▶ _Passage to read_

────

Trace Element Status in Type 2 Diabetes: A Meta-Analysis OE01-OE08
Dr. Jeanne Freeland-Graves,
103 W 24th Street, Austin, TX, USA.
E-mail: jfg@mail. utexas.edu
Introduction: Type 2 diabetes is a chronic metabolic disorder that has been associated with alterations in the status of trace elements, including zinc, copper, iron and manganese. However, clinical studies reporting statuses of these trace elements in type 2 diabetes patients compared to controls have shown conflicting results.
Aim: This meta-analysis aimed to summarize the existing literature on the statuses of zinc, copper, iron, and manganese in type 2 diabetes mellitus patients.
Materials and Methods: A literature search of Embase, PubMed, EBSCOHost, ScienceDirect, Scopus, Cochrane library and Web of Science electronic databases was conducted to find studies published from 1970 to November 2016 that compared the trace elements of interest between type 2 diabetic patients and healthy controls. The bias corrected Hedges’ g, was utilized as the effect sizes. Due to the biological interaction between trace elements, it is important to collectively evaluate the statuses of these minerals in type 2 diabetes. Thus, the robust variance estimation method was chosen to handle dependency between multiple outcomes.

────

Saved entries
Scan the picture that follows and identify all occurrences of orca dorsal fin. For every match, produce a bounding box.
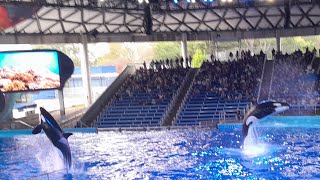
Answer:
[63,133,72,139]
[32,124,42,134]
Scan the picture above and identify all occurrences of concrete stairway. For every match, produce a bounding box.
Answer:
[258,60,274,101]
[80,66,135,127]
[162,68,198,126]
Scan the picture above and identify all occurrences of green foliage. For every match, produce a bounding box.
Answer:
[191,49,206,68]
[95,43,153,66]
[32,44,81,67]
[281,36,320,53]
[187,41,214,56]
[153,42,181,60]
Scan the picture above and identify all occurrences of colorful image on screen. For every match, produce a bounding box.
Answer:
[0,51,60,92]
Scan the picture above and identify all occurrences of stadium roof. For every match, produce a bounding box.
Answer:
[0,0,320,44]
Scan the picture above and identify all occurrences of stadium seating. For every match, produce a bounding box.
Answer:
[94,68,188,128]
[174,55,264,126]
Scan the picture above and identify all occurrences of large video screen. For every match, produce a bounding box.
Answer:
[0,51,61,92]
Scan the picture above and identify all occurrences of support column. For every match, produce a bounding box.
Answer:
[276,31,281,52]
[58,89,66,117]
[80,34,92,107]
[214,41,218,59]
[181,34,188,66]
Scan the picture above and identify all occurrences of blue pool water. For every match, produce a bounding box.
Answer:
[0,118,320,179]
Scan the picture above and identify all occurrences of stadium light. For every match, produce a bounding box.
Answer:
[138,0,149,4]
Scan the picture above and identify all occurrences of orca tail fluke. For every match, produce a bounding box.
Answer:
[63,133,72,139]
[32,124,42,134]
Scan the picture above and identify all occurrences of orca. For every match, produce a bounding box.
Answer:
[242,100,290,139]
[32,107,72,169]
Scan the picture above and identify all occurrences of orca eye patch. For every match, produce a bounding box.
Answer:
[273,103,281,107]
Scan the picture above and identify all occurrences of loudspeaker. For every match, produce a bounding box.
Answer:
[143,5,153,35]
[284,1,291,28]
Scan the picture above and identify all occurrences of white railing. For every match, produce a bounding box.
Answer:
[280,104,320,116]
[257,55,267,102]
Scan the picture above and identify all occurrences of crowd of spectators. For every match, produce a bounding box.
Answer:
[143,56,192,70]
[270,48,320,104]
[116,66,188,105]
[191,51,265,102]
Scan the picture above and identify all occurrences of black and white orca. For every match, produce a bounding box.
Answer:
[242,100,290,139]
[0,91,5,112]
[32,107,72,169]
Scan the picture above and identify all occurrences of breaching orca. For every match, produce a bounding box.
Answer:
[242,100,290,139]
[32,107,72,168]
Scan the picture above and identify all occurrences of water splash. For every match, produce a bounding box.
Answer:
[35,141,66,173]
[34,136,85,179]
[243,124,267,157]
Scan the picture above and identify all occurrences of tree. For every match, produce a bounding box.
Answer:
[32,44,81,67]
[191,49,206,68]
[153,42,181,60]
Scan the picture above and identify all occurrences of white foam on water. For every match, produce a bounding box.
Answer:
[34,136,84,179]
[242,125,268,157]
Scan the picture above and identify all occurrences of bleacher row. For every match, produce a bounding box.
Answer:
[94,55,262,128]
[94,69,187,128]
[176,93,250,126]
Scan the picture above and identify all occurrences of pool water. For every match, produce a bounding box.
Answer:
[0,127,320,179]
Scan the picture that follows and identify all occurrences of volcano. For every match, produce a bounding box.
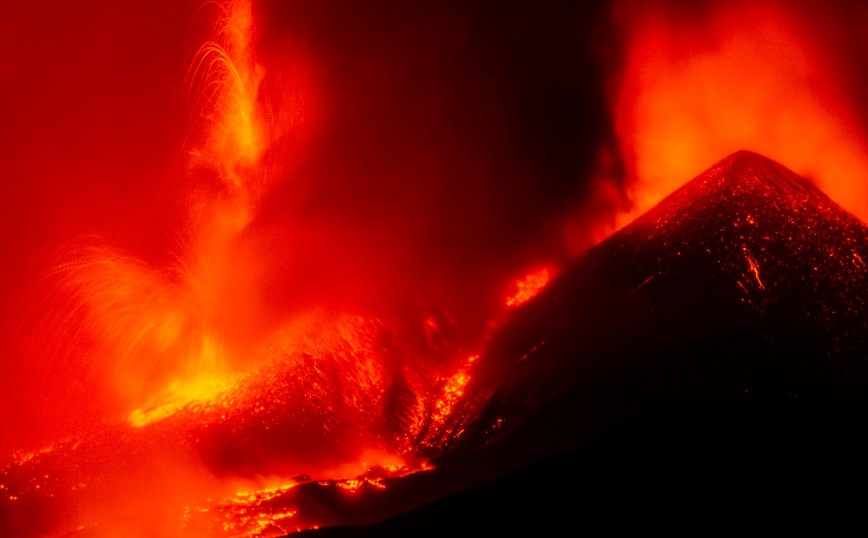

────

Please decide whether each statement agrees with the diabetes abstract, answering yes or no and quoting the deciding words from it.
1. The literature search looked for studies published from 1970 to November 2016.
2. Odds ratios served as the effect sizes in the meta-analysis.
3. Clinical studies comparing these trace elements in type 2 diabetes patients and controls have reached consistent results.
These records have no connection to the diabetes abstract.

1. Yes: "studies published from 1970 to November 2016"
2. No: "The bias corrected Hedges’ g, was utilized as the effect sizes."
3. No: "have shown conflicting results"